[Opening Dataset records section]

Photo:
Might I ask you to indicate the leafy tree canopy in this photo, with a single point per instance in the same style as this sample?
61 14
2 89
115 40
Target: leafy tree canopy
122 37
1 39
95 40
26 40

[Closing Dataset records section]

The data must be output in full, exactly as given.

Exercise result
Photo:
Might I ask you to indicate the leafy tree canopy in this photo, with a single point per instance in the same style as this sample?
61 14
2 89
115 40
Target: leafy tree canopy
122 37
1 39
95 40
26 40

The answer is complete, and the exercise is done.